EXERCISE GOAL
Transcribe the passage of the DBSCAN overview that opens with the words "3. **Core Point" and closes with "to any cluster.".

SELECTED EXTRACT
※
<h1 align=center> DBSCAN In Depth </h1>

![dbscanprofile.png](attachment:dbscanprofile.png)

- DBSCAN stands for Density Based Spatial Clustering Of Applications With Noise
- Unsupervised learning algorithm
- Can handle outliers
- It can work without feature scaling

### **Key Concepts:**

![dbscan3.png](attachment:dbscan3.png)

- **Parameters Tune in DBSCAN:**
    - **Epsilon (ε):** A distance threshold that defines the neighborhood around a data point, or defines the max distance between points to be considered neighbors
    - **MinPts:** The minimum number of points within an ε-neighborhood for a point to be considered a core point
- **Core Points:** A point is considered a core point if there are at least MinPts points within its ε-neighborhood, including itself
- **Border Point:** A point is considered a border point if it's not a core point but falls within the ε-neighborhood of a core point
- **Noise Point:** Points that are neither core points nor border points are considered noise/outliers
- **Density:** Refers to the concentration or number of data points within a given region of space. Specifically, it measures how tightly packed the data points are in a neighborhood around each point in the dataset.

### **How DBSCAN Works:**

1. **Initialization:** DBSCAN starts by randomly selecting a point from the dataset.
2. **Neighborhood Search:** For each data point, DBSCAN finds all points within its ε-neighborhood.
3. **Core Point Identification:** A point is classified as a core point if it has at least MinPts neighbors within its ε-neighborhood. These points form the center of clusters.
4. **Cluster Formation:** DBSCAN starts from a core point and recursively visits its density-connected neighbors (points also within ε-neighborhoods of each other). All core points and their density-reachable neighbors are assigned to the same cluster.
5. **Border Point Assignment:** Border points are assigned to the same cluster as their associated core point.
6. **Noise Classification:** Any points that are neither core points nor border points are considered noise points or outliers. These points do not belong to any cluster.
※
SUPPLIED RECORDS
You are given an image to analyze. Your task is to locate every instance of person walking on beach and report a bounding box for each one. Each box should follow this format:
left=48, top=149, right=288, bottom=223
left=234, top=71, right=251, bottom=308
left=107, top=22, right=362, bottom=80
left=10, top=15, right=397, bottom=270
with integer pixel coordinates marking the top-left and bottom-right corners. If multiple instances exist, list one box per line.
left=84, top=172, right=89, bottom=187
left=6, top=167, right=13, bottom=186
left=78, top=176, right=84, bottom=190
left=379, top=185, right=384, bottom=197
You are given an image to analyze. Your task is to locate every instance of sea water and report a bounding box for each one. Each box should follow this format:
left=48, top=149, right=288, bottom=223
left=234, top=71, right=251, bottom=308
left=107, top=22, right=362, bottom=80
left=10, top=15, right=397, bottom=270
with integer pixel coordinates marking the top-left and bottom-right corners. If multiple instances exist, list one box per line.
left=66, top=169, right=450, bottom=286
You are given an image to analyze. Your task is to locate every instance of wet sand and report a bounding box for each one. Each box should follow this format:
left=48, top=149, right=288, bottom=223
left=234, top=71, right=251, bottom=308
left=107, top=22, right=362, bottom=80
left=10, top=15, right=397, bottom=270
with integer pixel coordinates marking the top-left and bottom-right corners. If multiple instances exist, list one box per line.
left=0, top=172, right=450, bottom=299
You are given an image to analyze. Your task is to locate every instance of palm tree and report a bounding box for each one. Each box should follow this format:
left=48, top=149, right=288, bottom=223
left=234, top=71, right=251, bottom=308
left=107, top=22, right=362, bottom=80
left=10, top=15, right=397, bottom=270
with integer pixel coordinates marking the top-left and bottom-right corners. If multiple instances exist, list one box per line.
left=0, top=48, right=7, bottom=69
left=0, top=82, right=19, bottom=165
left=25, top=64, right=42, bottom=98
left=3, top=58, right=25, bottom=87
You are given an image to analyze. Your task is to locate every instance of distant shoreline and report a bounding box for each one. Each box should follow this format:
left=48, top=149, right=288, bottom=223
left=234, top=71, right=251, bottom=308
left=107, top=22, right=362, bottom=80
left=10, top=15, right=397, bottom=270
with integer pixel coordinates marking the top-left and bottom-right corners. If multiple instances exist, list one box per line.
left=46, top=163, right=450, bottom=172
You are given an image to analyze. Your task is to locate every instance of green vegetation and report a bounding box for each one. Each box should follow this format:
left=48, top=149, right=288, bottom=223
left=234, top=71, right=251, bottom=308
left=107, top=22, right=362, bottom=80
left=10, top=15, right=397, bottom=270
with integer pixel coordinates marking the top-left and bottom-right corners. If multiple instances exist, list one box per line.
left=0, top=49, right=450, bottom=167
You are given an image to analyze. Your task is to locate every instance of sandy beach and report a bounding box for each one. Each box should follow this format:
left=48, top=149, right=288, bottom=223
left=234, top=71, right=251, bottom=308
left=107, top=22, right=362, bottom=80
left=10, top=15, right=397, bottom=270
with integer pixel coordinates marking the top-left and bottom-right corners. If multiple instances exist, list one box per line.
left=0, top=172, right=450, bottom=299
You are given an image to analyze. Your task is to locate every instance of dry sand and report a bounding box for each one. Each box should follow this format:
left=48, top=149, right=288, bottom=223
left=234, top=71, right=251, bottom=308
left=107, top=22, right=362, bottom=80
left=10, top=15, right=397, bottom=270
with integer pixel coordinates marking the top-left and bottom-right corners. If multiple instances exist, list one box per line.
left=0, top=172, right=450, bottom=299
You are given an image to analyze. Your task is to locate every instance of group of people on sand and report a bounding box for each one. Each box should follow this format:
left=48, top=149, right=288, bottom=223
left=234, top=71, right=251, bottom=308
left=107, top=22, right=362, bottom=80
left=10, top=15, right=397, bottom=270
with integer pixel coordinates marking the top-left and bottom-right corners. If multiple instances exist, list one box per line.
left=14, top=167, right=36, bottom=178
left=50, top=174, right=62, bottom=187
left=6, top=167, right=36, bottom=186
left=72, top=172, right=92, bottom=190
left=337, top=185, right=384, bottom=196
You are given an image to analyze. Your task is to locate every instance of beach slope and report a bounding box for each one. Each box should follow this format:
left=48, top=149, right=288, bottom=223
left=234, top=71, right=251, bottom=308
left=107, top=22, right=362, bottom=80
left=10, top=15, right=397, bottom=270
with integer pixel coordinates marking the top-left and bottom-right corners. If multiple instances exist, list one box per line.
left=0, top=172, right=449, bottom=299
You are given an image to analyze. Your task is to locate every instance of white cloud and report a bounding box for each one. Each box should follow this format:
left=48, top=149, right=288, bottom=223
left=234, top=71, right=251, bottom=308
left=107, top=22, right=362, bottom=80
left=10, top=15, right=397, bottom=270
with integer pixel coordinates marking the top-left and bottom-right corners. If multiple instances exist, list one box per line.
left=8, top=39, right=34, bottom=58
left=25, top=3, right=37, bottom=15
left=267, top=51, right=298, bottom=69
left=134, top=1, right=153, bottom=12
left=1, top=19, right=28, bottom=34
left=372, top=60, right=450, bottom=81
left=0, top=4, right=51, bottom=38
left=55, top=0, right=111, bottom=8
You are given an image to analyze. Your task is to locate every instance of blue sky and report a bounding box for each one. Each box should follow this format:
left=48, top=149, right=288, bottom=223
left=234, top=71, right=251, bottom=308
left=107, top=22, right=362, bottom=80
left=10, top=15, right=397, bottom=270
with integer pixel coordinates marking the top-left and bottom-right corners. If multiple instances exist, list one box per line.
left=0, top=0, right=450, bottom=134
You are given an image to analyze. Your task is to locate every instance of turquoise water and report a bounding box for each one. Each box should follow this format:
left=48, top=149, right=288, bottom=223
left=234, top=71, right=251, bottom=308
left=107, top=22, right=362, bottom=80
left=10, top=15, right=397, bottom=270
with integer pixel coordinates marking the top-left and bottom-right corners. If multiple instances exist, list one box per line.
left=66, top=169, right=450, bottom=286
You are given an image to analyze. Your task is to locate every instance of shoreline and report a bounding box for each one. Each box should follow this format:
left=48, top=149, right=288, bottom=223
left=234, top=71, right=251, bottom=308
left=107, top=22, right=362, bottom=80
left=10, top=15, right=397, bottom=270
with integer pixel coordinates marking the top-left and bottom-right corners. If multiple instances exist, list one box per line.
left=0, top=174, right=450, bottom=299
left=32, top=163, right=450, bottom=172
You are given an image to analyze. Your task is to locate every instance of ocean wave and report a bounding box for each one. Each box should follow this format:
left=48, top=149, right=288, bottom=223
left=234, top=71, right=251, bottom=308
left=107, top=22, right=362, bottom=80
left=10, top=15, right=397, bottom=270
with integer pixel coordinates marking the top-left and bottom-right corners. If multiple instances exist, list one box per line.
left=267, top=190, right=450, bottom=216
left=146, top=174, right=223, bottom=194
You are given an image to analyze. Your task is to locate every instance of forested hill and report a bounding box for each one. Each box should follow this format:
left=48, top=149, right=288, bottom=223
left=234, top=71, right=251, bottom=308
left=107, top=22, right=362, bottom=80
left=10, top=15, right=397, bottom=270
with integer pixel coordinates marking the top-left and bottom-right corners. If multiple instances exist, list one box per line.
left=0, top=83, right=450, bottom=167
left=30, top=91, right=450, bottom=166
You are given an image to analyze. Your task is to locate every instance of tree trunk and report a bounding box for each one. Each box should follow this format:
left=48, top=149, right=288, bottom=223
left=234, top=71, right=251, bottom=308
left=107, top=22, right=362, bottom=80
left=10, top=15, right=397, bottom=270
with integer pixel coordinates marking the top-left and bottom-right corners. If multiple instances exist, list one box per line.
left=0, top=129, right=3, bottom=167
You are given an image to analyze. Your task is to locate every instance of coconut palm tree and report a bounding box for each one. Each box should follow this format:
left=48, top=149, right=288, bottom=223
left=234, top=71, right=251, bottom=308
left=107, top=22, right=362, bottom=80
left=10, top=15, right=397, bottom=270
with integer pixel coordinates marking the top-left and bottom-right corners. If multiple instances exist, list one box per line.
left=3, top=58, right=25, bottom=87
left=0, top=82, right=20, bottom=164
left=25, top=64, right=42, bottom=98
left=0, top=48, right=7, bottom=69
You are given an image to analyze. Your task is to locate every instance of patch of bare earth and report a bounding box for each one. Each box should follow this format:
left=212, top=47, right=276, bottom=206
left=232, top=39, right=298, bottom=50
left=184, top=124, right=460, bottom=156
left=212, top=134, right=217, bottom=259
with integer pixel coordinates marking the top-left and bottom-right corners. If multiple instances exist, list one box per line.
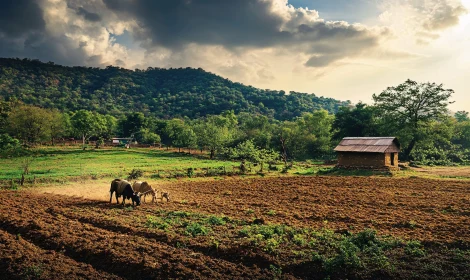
※
OUTPUT BELOW
3. **Core Point Identification:** A point is classified as a core point if it has at least MinPts neighbors within its ε-neighborhood. These points form the center of clusters.
4. **Cluster Formation:** DBSCAN starts from a core point and recursively visits its density-connected neighbors (points also within ε-neighborhoods of each other). All core points and their density-reachable neighbors are assigned to the same cluster.
5. **Border Point Assignment:** Border points are assigned to the same cluster as their associated core point.
6. **Noise Classification:** Any points that are neither core points nor border points are considered noise points or outliers. These points do not belong to any cluster.